◆ Your goal
Find how many lines in the listing below include the word "glass". Give that number only.
====================
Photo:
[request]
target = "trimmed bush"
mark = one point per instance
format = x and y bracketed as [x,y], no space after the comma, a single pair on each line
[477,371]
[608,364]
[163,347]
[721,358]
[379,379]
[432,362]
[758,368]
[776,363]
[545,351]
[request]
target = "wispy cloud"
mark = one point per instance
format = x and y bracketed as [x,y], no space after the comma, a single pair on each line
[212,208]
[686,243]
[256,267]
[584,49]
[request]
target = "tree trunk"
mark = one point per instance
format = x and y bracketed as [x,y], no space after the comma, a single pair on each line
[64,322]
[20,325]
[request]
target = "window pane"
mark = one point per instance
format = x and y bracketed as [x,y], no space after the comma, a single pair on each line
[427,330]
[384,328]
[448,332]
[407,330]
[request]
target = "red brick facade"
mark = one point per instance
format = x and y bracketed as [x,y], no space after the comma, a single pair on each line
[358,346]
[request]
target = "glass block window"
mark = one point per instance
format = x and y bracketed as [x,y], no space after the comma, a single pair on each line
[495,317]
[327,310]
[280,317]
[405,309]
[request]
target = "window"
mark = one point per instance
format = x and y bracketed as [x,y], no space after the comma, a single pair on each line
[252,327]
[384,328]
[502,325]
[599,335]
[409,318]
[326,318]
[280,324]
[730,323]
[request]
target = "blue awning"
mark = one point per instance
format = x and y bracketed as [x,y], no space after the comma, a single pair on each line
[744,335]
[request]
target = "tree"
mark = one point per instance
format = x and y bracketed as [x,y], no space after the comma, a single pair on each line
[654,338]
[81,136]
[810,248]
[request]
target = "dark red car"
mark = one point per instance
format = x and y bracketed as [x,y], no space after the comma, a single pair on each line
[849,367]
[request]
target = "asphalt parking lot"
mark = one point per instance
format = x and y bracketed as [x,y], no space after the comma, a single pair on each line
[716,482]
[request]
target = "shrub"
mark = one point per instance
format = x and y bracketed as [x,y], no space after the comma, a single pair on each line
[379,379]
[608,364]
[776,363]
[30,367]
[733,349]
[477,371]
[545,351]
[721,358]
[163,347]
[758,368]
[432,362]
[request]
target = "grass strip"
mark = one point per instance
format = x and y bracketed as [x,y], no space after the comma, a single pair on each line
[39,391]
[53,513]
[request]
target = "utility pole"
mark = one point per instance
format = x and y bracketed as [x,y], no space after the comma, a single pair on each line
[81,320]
====================
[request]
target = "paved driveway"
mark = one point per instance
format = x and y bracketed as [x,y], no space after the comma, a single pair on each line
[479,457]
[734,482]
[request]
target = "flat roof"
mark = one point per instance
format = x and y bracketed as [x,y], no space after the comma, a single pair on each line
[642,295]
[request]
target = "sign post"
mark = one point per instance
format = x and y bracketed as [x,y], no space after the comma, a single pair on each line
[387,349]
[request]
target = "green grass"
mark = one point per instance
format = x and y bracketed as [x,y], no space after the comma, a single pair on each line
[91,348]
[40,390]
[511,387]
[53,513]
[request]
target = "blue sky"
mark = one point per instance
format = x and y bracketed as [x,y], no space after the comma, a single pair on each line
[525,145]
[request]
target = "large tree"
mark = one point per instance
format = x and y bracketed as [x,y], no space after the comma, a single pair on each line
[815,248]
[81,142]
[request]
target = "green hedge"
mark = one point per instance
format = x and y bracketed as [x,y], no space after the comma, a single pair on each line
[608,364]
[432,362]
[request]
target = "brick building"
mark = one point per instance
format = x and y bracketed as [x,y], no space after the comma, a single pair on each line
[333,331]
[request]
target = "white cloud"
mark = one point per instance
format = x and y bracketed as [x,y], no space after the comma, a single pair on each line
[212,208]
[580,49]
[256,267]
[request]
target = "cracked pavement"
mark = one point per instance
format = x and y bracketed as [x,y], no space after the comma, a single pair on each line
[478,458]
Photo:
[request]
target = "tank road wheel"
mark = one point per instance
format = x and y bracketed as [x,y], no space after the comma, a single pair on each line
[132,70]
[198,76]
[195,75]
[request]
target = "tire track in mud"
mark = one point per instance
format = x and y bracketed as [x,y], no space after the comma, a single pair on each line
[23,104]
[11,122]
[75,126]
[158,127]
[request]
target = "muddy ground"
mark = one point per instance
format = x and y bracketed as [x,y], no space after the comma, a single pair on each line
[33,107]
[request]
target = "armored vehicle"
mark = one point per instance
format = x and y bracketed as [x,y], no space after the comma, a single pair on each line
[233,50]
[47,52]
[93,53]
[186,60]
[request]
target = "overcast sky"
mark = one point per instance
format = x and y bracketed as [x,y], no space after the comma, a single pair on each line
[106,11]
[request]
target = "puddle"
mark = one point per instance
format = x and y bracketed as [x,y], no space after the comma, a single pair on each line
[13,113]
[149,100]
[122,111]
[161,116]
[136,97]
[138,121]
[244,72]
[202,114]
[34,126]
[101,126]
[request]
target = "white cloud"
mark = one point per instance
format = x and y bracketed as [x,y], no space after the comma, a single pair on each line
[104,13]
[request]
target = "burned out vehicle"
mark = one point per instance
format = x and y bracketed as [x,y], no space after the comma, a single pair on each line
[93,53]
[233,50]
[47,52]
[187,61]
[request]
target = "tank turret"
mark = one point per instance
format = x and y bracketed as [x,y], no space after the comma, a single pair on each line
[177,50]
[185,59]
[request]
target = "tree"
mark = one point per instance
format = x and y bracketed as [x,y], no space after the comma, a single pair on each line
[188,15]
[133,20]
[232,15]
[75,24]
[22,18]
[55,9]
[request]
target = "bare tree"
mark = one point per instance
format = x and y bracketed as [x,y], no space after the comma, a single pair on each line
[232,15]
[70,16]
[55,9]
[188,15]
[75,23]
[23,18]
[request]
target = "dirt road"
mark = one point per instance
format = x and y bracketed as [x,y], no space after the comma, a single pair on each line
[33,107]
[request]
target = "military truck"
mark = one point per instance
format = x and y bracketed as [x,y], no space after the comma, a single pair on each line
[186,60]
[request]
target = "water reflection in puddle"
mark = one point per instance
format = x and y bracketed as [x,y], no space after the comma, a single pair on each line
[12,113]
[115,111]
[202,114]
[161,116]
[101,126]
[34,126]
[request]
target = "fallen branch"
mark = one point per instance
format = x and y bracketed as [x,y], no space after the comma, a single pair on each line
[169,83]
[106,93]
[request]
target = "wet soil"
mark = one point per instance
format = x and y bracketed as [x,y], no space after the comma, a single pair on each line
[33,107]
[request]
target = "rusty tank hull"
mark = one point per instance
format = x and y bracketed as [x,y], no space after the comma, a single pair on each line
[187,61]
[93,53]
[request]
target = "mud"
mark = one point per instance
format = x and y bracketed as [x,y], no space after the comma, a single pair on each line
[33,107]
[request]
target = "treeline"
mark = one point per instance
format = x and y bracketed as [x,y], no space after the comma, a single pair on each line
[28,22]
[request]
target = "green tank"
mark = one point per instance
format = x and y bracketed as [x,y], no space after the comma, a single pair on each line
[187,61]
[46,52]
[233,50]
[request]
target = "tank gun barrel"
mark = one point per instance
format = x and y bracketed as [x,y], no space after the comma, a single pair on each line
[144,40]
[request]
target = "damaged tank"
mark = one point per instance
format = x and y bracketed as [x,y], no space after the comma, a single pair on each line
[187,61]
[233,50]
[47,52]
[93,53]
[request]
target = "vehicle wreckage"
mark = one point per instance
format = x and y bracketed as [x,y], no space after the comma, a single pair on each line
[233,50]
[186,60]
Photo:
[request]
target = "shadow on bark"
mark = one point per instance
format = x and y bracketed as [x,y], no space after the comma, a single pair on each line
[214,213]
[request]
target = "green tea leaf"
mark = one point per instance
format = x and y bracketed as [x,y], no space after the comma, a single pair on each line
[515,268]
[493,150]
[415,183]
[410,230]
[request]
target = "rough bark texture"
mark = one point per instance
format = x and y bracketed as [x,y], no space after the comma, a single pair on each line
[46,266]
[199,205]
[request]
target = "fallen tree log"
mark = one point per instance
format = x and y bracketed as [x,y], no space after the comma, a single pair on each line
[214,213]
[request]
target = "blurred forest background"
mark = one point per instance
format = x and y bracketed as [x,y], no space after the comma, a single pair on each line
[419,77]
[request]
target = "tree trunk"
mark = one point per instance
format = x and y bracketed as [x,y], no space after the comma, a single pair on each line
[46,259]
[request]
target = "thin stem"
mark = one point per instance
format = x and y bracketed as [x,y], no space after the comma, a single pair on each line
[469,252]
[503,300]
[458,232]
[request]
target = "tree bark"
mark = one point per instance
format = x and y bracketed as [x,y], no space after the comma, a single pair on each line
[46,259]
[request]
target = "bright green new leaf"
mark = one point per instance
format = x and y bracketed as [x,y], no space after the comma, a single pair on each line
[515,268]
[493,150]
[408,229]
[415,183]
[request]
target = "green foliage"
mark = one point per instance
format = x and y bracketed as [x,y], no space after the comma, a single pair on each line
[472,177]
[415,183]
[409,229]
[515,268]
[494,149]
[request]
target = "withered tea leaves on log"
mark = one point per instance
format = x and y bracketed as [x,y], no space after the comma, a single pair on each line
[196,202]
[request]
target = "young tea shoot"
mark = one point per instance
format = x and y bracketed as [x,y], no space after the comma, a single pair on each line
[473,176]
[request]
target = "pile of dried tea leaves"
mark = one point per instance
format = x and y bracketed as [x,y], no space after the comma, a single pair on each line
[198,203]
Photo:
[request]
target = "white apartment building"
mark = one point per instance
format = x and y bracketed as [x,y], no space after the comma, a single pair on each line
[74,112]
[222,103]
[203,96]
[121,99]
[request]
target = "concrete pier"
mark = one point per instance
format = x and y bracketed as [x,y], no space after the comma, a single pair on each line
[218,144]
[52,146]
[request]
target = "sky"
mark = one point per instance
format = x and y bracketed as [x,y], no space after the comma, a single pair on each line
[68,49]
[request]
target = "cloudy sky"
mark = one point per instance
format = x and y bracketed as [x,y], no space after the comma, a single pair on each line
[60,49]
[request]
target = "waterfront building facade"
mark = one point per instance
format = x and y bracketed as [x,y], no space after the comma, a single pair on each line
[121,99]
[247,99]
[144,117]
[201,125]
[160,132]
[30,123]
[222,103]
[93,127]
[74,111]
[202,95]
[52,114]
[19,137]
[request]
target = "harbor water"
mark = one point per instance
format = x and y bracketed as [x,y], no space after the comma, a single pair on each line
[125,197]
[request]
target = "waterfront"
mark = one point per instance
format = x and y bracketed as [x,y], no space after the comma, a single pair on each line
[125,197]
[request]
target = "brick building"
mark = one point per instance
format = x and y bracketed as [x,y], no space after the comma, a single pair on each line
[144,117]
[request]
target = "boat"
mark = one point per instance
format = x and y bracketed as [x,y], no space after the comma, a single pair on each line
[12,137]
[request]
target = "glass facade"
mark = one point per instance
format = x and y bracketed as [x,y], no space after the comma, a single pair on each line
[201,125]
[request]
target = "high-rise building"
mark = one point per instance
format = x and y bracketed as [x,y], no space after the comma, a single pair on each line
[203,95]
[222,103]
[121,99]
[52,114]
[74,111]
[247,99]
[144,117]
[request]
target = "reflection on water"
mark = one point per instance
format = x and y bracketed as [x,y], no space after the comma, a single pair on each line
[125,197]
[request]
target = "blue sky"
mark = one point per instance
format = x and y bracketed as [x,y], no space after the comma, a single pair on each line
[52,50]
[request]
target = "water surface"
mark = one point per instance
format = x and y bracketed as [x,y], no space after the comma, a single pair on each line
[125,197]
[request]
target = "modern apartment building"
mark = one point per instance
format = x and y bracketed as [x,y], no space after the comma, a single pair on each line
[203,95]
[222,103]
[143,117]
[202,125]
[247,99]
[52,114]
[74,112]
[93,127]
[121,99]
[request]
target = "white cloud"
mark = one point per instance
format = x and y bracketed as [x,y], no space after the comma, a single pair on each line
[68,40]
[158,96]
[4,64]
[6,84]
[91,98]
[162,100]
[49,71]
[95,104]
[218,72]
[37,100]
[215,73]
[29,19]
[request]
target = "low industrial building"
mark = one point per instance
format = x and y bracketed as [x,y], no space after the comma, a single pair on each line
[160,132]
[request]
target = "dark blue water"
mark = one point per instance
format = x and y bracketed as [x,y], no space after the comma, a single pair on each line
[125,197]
====================
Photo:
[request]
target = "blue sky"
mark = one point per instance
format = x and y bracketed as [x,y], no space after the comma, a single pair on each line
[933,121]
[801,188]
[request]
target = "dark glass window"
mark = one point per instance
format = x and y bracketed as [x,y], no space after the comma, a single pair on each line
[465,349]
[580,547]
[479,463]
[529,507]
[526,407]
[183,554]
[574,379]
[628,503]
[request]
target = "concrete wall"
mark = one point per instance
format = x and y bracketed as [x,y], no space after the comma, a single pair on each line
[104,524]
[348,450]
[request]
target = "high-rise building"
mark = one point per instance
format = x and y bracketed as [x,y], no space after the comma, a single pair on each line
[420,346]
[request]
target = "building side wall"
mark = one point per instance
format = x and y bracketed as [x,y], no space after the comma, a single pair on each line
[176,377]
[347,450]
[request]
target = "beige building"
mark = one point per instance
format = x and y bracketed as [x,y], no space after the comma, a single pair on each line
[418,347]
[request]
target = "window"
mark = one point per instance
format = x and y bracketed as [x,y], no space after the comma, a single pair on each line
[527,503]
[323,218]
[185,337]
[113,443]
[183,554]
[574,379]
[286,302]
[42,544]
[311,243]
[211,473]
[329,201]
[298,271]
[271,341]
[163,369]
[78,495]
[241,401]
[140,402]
====================
◆ Answer for this exercise
3